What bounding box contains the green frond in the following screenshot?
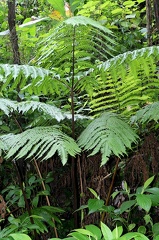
[90,46,159,115]
[0,126,80,165]
[0,98,89,122]
[0,98,16,116]
[0,64,55,92]
[132,102,159,123]
[78,112,138,165]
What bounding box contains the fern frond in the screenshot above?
[0,98,90,122]
[0,126,80,165]
[0,98,16,116]
[0,64,55,91]
[132,102,159,124]
[90,46,159,115]
[78,112,138,165]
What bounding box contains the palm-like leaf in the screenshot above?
[78,113,138,165]
[0,126,80,164]
[0,98,88,122]
[91,46,159,114]
[132,102,159,123]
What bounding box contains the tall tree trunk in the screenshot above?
[146,0,152,46]
[153,0,159,31]
[8,0,20,64]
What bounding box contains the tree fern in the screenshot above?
[0,126,80,165]
[132,101,159,123]
[35,16,115,96]
[78,112,138,165]
[0,98,89,122]
[90,46,159,114]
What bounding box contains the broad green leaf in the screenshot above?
[74,228,95,237]
[69,232,90,240]
[88,199,104,214]
[9,233,31,240]
[152,223,159,237]
[144,176,154,189]
[136,194,152,212]
[120,232,149,240]
[88,188,99,199]
[146,187,159,195]
[112,226,123,239]
[85,224,102,239]
[101,222,113,240]
[120,200,136,213]
[128,223,136,232]
[137,226,146,234]
[47,0,65,16]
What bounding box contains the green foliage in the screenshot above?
[78,112,138,165]
[0,126,80,165]
[50,222,149,240]
[90,46,159,115]
[132,101,159,124]
[50,176,159,240]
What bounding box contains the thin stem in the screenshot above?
[101,158,120,222]
[146,0,152,46]
[33,158,58,238]
[71,27,78,228]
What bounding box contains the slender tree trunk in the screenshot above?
[71,27,79,228]
[153,0,159,31]
[8,0,20,64]
[146,0,152,46]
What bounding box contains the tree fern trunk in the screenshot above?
[8,0,20,64]
[71,27,78,228]
[153,0,159,31]
[146,0,152,46]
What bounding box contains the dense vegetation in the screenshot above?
[0,0,159,240]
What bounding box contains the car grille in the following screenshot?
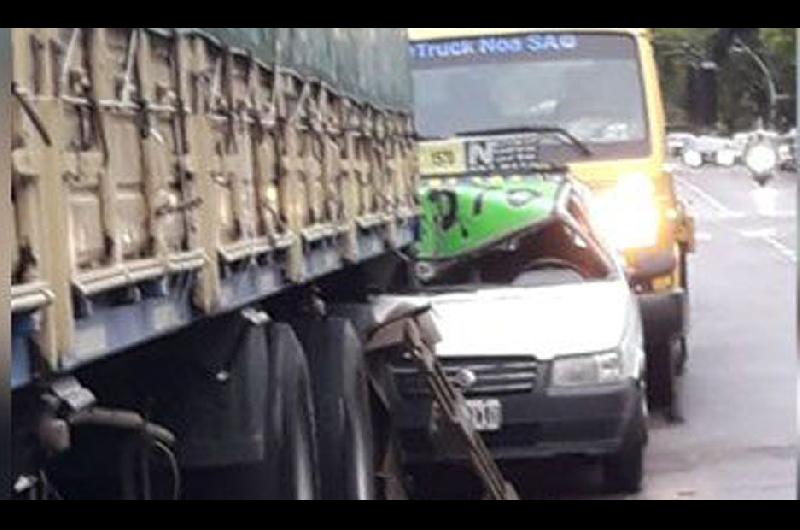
[392,357,540,397]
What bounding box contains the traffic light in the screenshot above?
[686,61,717,128]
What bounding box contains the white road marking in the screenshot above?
[739,228,797,263]
[764,237,797,263]
[750,188,778,217]
[675,177,745,219]
[739,228,777,239]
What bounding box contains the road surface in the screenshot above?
[438,163,797,499]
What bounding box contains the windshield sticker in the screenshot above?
[466,136,540,171]
[409,33,579,61]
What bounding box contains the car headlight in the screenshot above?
[550,352,623,388]
[745,144,778,174]
[592,174,661,250]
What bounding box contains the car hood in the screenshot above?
[376,281,635,360]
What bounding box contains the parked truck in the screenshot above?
[409,28,694,417]
[6,28,432,498]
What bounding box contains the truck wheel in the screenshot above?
[296,318,375,500]
[265,324,318,500]
[603,398,647,493]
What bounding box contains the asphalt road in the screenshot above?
[438,168,798,499]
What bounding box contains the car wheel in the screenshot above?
[603,407,647,493]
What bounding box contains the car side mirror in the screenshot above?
[686,61,717,129]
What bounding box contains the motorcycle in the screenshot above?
[744,134,779,187]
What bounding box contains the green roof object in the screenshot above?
[416,175,567,261]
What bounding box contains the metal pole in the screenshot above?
[736,39,778,127]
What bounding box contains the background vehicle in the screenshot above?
[681,135,742,168]
[667,132,694,158]
[6,28,417,498]
[376,169,647,491]
[743,131,781,186]
[409,28,693,416]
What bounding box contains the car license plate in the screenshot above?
[467,399,503,431]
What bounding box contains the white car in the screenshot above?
[377,198,648,492]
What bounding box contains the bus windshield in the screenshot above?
[410,33,649,157]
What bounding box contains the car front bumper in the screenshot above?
[396,380,642,464]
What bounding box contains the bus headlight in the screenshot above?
[550,352,623,388]
[592,174,660,250]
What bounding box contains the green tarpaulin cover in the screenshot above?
[181,28,412,111]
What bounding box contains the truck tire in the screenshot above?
[186,323,319,500]
[602,398,647,493]
[265,324,319,500]
[295,318,376,500]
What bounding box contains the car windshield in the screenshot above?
[411,33,648,156]
[416,222,612,292]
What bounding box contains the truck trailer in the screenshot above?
[7,28,438,499]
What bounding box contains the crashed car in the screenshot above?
[376,175,648,492]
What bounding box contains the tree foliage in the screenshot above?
[654,28,797,132]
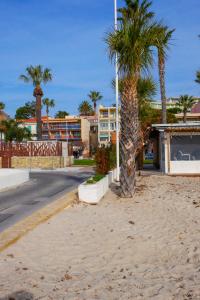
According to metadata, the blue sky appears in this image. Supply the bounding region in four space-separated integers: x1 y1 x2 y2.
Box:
0 0 200 115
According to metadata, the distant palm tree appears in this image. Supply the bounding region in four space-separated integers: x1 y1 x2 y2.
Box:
177 95 195 123
155 25 175 124
20 65 52 140
0 102 5 112
88 91 103 114
78 100 94 116
42 98 55 138
0 119 31 142
106 0 158 197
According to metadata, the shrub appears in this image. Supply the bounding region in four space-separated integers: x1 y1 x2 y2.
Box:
95 145 116 175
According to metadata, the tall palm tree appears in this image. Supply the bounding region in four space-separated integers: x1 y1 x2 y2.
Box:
42 98 55 138
0 102 5 112
106 0 158 197
78 100 94 116
20 65 52 140
0 119 31 142
155 25 175 124
88 91 103 114
177 95 195 123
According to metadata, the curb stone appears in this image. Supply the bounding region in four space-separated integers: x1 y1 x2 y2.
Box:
0 189 77 252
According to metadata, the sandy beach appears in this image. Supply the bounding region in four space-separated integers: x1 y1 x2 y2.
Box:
0 175 200 300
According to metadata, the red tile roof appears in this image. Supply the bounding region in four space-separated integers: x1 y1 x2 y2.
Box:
191 102 200 114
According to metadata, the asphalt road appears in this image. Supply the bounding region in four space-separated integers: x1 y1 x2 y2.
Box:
0 169 92 232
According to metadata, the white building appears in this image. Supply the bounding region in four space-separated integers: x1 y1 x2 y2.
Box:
153 122 200 175
98 105 116 145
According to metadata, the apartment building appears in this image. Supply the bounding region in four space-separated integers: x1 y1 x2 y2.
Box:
98 105 116 145
20 116 90 156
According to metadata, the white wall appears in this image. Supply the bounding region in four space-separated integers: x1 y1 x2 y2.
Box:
170 160 200 174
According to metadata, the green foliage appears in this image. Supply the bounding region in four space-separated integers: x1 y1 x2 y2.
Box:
1 119 31 142
78 101 94 116
15 101 36 120
88 91 103 112
86 174 105 184
154 24 175 60
177 95 195 113
42 98 55 116
19 65 52 87
109 145 117 170
95 145 116 175
55 110 69 119
74 159 96 166
106 0 157 78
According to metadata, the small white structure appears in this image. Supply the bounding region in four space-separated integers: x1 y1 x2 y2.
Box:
78 169 117 204
153 122 200 175
0 169 29 191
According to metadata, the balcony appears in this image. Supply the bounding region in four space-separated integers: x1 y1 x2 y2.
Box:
42 124 81 131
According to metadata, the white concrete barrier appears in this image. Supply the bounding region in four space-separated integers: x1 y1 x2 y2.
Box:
0 169 29 191
78 170 116 204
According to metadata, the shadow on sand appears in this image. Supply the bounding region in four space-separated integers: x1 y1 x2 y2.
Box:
0 291 34 300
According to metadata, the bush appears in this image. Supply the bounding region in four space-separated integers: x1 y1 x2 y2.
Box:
95 145 116 175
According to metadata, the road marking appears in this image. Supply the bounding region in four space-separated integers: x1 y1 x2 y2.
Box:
0 189 77 252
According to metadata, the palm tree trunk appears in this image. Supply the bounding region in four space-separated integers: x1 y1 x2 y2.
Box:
120 78 139 198
158 51 167 124
46 106 50 140
33 86 43 140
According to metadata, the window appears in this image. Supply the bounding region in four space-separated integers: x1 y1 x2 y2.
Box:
171 134 200 161
100 122 108 130
110 122 116 130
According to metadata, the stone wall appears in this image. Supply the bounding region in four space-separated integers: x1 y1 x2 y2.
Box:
11 156 64 169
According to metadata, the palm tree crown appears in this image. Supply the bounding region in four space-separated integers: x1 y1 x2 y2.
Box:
78 100 94 116
177 95 195 123
19 65 52 140
106 0 155 76
42 98 55 117
154 24 175 123
88 91 103 113
19 65 52 87
106 0 157 197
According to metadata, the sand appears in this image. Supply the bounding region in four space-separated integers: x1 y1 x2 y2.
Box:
0 175 200 300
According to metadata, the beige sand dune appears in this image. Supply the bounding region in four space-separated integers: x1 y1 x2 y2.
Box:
0 176 200 300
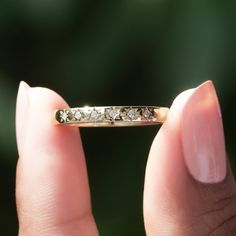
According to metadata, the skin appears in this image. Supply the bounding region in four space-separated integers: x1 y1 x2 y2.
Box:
16 83 236 236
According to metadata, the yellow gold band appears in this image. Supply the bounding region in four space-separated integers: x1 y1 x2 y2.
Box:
54 106 169 127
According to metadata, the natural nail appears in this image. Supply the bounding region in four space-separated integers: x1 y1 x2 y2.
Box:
182 81 226 183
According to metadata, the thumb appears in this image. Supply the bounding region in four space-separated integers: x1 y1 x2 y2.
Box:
144 81 236 236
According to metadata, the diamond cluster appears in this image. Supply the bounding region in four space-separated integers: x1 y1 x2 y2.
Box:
56 107 156 123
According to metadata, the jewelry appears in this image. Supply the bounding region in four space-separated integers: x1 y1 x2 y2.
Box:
54 106 169 127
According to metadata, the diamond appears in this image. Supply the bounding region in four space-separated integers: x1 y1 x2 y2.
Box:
108 109 119 120
75 111 82 120
142 108 152 119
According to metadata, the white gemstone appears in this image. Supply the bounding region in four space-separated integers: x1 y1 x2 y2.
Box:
142 108 152 119
75 111 82 120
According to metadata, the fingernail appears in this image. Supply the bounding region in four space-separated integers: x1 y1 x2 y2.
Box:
16 81 30 156
182 81 226 183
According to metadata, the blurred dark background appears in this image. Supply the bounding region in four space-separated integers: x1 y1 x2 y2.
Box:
0 0 236 236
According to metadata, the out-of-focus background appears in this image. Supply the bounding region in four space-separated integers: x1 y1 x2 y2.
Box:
0 0 236 236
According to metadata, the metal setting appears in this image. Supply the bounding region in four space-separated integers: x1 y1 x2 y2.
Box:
54 106 169 127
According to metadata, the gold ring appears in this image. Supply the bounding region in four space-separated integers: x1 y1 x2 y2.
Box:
54 106 169 127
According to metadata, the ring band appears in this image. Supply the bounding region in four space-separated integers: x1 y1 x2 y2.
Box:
54 106 169 127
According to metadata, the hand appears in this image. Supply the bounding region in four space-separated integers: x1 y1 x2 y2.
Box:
┄┄┄┄┄┄
◆ Aim: Which lines in the entries above contain the word "tall"? Pick out every one of them.

◆ Final result:
What bounding box contains the tall tree trunk in the screenshot above?
According to metadata, the tall palm tree appears in this image. Supply the bounding region in four space-separated integers: x1 y1 x2 y2.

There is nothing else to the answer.